193.10 SOURCES OF INCOME NOT TAXED

  1. INCOME, MEMBERS OF ARMED FORCES AND CERTAIN INSTITUTIONS
  1. All military pay and allowances of any member of the Armed Forces of the United States are exempt from the tax imposed by the ordinance. This exemption includes not only the military pay and allowances received by the member him/herself, but also military pay and allowances, such as dependency, allowances, received by another person by reason of the members service. Any bonus or additional compensation paid to a person by the United States, State of Ohio, or any other state for active service in the Army, Navy, or Air Force shall also be exempt from tax.
  2. The income of religious, fraternal, charitable, scientific, literary, or education institutions is exempt from the tax imposed by the ordinance to the extent that such income is derived from tax exempt real estate, tax exempt tangible or intangible property or tax exempt activities. The income and profits of organizations exempt from Federal Income Tax under Section 501 (a) of the Internal Revenue Code shall be exempt from taxation under the ordinance.
  1. PAYMENTS FROM GOVERNMENTS AND CERTAIN ORGANIZATIONS
      
    Poor relief, unemployment insurance benefits, old age pensions or similar payments, including disability benefits, received from local, state or Federal governments or charitable, religious or educational organizations, are exempt from the tax imposed by the ordinance. The exempted benefits include all types of payments and allowances made or given such governments or organizations for the relief or correction of poverty, unemployment, delinquency, problems of health or advanced age, lack of education and similar problems. The exempted benefits include, for example, aid to dependent children and the aged; rent, food and clothing allowances or subsidies; job training allowances; Social Security and Medicare benefits; and workerís compensation benefits.

INFORMATION SHOWN>
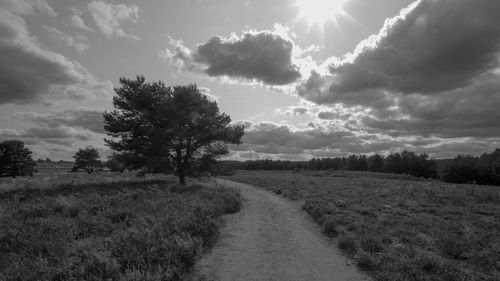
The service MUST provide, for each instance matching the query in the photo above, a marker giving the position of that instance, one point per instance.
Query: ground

ASSIGNED TASK 1>
Quote the passage on untaxed income sources above word for word, from "1. INCOME, MEMBERS" to "exempt from tax.".
ASSIGNED TASK 2>
Continue the passage on untaxed income sources above, starting after its last sentence.

OUTPUT 1>
1. INCOME, MEMBERS OF ARMED FORCES AND CERTAIN INSTITUTIONS
  1. All military pay and allowances of any member of the Armed Forces of the United States are exempt from the tax imposed by the ordinance. This exemption includes not only the military pay and allowances received by the member him/herself, but also military pay and allowances, such as dependency, allowances, received by another person by reason of the members service. Any bonus or additional compensation paid to a person by the United States, State of Ohio, or any other state for active service in the Army, Navy, or Air Force shall also be exempt from tax.

OUTPUT 2>
       
  2. INSURANCE AND ANNUITY PROCEEDS, CERTAIN EMPLOYEE BENEFITS AND GIFTS
  1. Proceeds of insurance paid by reason of the death of the insured, gratuities not in the nature of compensation for services rendered, pensions, disability benefits (not under a wage continuation plan), retirement benefits, and annuities are exempt from the tax imposed by the ordinance, irrespective of the source from which derived. The exemption includes inheritances, scholarships, and student grants-in-aid, but not fellowships. Disability benefits include the proceeds of health and accident insurance and similar benefits. Benefits under a wage continuation plan are not exempt. Death benefits, pensions, retirement benefits, annuities and similar payments made to an employee or to the beneficiary of an employee under a retirement program or plan (whether formal or informal) after termination of employment are exempt from the tax; however, supplemental unemployment benefits are not exempt from taxation although not subject to withholding. Payments for longevity are not exempt.
  2. Gifts not in connection with services rendered or work performed, are exempt.
  1. Religious Offerings - These items, which are goodwill offerings made by individuals for the performance of religious ceremonies such as baptisms, weddings, funerals, etc. received by clergymen are considered unearned income and are not taxable.
  2. Cash or property received under a will or under Statue of Descent and Distribution is not taxable.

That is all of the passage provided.